Supplied material.

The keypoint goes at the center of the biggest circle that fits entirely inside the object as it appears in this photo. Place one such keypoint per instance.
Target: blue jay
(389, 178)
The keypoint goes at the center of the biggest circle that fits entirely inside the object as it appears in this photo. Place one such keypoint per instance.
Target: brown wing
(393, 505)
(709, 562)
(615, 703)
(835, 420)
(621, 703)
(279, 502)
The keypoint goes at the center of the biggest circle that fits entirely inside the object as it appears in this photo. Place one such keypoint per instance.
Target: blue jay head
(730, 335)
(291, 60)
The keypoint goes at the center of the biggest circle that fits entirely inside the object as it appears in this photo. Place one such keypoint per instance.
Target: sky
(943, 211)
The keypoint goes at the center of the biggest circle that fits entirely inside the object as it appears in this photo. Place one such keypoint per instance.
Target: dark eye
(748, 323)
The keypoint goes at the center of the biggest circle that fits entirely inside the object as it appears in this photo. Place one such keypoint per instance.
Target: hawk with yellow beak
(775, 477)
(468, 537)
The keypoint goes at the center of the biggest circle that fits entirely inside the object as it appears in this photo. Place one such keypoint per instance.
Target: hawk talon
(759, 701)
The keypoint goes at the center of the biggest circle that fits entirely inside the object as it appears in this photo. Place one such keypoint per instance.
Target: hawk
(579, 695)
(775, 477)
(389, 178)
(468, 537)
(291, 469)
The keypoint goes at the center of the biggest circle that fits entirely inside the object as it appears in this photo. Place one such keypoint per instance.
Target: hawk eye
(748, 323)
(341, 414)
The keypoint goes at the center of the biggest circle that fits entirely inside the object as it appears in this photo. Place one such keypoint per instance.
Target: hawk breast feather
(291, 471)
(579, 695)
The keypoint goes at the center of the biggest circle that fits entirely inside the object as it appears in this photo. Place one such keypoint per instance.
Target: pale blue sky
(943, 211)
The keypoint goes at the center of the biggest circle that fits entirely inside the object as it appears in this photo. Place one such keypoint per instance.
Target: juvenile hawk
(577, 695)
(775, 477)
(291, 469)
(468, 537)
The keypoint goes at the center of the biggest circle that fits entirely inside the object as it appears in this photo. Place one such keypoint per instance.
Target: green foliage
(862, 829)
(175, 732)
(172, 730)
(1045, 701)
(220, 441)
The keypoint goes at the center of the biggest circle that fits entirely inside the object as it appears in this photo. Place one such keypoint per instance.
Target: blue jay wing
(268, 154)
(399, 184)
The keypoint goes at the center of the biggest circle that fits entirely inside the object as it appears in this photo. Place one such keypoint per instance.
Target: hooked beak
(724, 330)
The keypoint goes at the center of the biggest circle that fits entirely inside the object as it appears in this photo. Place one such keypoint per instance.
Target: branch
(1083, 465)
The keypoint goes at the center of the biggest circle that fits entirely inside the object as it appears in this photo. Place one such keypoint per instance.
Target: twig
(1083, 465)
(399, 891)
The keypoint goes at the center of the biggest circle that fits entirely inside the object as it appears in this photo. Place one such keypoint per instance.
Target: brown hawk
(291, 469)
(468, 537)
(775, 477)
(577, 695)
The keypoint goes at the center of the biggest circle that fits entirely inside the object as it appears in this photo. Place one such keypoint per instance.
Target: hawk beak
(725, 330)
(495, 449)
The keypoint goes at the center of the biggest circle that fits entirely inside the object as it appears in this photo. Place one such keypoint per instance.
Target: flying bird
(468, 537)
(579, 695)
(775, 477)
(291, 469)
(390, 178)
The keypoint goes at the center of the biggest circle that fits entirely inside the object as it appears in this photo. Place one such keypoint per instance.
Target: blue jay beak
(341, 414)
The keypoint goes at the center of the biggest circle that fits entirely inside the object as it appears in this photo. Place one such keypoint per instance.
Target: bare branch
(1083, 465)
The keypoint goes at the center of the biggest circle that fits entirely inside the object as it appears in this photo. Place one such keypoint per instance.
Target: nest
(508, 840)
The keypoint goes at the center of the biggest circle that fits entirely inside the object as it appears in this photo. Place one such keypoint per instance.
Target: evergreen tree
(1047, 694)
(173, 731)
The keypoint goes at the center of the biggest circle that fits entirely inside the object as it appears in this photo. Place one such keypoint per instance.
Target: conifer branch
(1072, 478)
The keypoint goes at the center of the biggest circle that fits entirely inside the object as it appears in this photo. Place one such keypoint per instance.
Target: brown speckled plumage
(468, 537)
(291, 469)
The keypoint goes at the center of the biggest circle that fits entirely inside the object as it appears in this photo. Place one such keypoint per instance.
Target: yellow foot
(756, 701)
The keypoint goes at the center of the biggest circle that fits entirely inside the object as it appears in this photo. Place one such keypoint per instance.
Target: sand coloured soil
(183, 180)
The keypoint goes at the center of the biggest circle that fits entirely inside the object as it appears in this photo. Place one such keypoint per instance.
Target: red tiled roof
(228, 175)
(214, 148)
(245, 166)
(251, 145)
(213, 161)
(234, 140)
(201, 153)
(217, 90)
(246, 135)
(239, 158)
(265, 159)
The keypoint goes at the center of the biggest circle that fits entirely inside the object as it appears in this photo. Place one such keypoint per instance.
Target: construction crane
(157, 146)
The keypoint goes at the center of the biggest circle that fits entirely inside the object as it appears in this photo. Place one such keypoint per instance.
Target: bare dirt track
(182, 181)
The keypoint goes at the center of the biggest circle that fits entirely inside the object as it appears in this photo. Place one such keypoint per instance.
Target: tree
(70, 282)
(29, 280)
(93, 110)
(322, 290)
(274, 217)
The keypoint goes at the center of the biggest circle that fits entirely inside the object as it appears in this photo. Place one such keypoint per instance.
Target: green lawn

To do.
Produce the whole listing once more, exactly.

Answer to the exercise.
The keypoint goes at the center of the biggest circle that fits entirely inside the object as it appears in this photo. Place one such keypoint per instance.
Target: blue jay
(389, 178)
The keypoint goes at the center of the biggest circle that fits entirely inside the object as it appears in this photo. Place one such keypoint per instance.
Target: brown wing
(393, 505)
(709, 562)
(615, 703)
(835, 420)
(621, 703)
(279, 502)
The keypoint goes at the center of the biggest circle that fits entirely inside the object as it appears in this photo. Place one such keypoint per instance.
Target: blue jay head
(730, 335)
(291, 60)
The keypoint goes at the center of the biggest circle that fits entirely inside the object as it appears in this photo. Place one such keypoint per instance.
Target: sky
(943, 211)
The keypoint goes at the center of the biggest circle that fits entirely inside the object as it appears in this photo. Place one such keypoint per instance.
Target: dark eye
(748, 323)
The keypoint goes at the center of the biggest circle that fits entirely inside the object as it appears in this photo. Place one such keypoint per instance.
Target: hawk with yellow beak
(775, 477)
(468, 537)
The keypoint goes at the center of the biggest circle that fits entirely inside the object as it appears in this photo. Place one such keypoint per instance.
Target: hawk talon
(759, 701)
The keypoint goes at the center of the biggest circle that fits entirely inside the object as it appears in this photo. Place one such keypoint per instance.
Target: hawk
(579, 695)
(775, 477)
(389, 178)
(468, 537)
(291, 469)
The keypoint goes at the center of the biggest circle that fits entirely inside the object as it appears in this photo. Place one such keypoint per instance.
Target: hawk eye
(748, 323)
(341, 414)
The keypoint goes at the center of the biggest circle that fits entirely inside the object as it appears in this photo. Place one such keypoint per instance.
Target: hawk breast feather
(291, 471)
(579, 695)
The keypoint goes at the center of the biggest circle that fits entirely inside the object as it appears in this photo. Place one such keypoint per instance.
Target: pale blue sky
(943, 211)
The keypoint goes at the center of the biggest circle that fits entirely inside the object as it appears in this photo. Place one such keypoint per instance.
Target: juvenile hawk
(577, 695)
(775, 477)
(291, 469)
(468, 537)
The keypoint goes at the center of the biggest circle that fits entirely inside the object as it appears in this photo. Place one such keypoint per instance.
Target: green foliage
(862, 829)
(175, 732)
(172, 730)
(1045, 701)
(220, 441)
The keypoint goes at the center of the biggest circle that fits entirely inside the object as it appears in this photo. Place one such keypoint per instance.
Target: blue jay wing
(268, 154)
(399, 184)
The keypoint goes at the center of the biggest circle that fits entirely inside the object as it appears in this photo. Place one such keypoint per instance.
Target: hooked beak
(724, 330)
The keypoint goes at the center of the biggest circle that fits entirely inside the object as it appears in this photo. Place one such keypoint per instance.
Target: branch
(1083, 465)
The keypoint goes at the center of the biggest circle that fits entirely inside the object as it appears in this photo. Place one such keypoint per instance.
Target: twig
(1083, 465)
(399, 891)
The keypoint goes at the center of the biggest circle that fits entirely inside the object as it appears in this photo. Place one such keypoint per instance.
Target: brown hawk
(291, 469)
(468, 537)
(775, 477)
(577, 695)
The keypoint goes at the center of the biggest circle that fits entirely inside the object as it appears in this photo. Place one such keypoint per instance.
Target: hawk beak
(725, 330)
(495, 449)
The keypoint goes at the center of the biggest circle that fits entirely inside the object as it appears in this photo. Place one such keypoint per instance.
Target: flying bird
(468, 537)
(579, 695)
(775, 477)
(291, 469)
(390, 178)
The keypoint goes at the center of the biggest circle that fits entirely inside the object as it appears in this photo. Place one such keypoint per instance.
Target: blue jay beak
(341, 414)
The keypoint goes at the center of the biggest circle that fits entirely inside the object as it appears in this photo. Place one such keypoint per instance.
Target: bare branch
(1083, 465)
The keypoint goes at the center of the biggest circle that fits entirely inside the object as it appears in this photo. Place one such keypoint per instance.
Target: nest
(508, 840)
The keypoint goes at the center of the biggest circle that fits entirely inside the object as it appears in this photo. Place one such keypoint per instance.
Target: evergreen tree
(1047, 694)
(173, 731)
The keypoint goes at the center of the biggest circle that fits entirely inside the object as it appears in this photo. Place one such keypoint per instance.
Target: conifer branch
(1072, 478)
The keypoint goes at the center of the biggest circle that fits entirely inside the object as it appears in this photo. Place one such keypoint per instance.
Target: brown speckled plumage
(468, 537)
(291, 469)
The keypoint goes at the center of the biggest circle that fits entirely inside the object as it appears in this photo. Place one such keypoint per instance.
Target: yellow foot
(756, 701)
The keypoint goes at the center of the biggest circle that fits entirely inside the object as it appears in this photo. Place one such keypoint per instance.
Target: sand coloured soil
(183, 180)
The keypoint goes at the center of the biggest circle that fits entirely inside the object as it appears in this photo. Place one such keypoint per instance.
Target: red tiled roof
(228, 175)
(214, 148)
(245, 166)
(251, 145)
(213, 161)
(234, 140)
(201, 153)
(217, 90)
(246, 135)
(239, 158)
(265, 159)
The keypoint goes at the center of the biggest circle that fits entirely inside the object as it appears in this photo. Place one such keypoint per instance.
Target: construction crane
(157, 146)
The keypoint goes at the center of the biggest circle that fits entirely inside the object as it appears in this photo. Place one such keypoint per instance.
Target: bare dirt track
(182, 181)
The keypoint goes at the center of the biggest circle that fits entirely inside the object as it appears in this photo. Place one such keypoint per instance.
Target: tree
(70, 282)
(29, 280)
(93, 110)
(322, 290)
(274, 217)
The keypoint goes at the center of the biggest circle that fits entirely inside the object as it appears in this photo. Place one such keypoint per instance.
Target: green lawn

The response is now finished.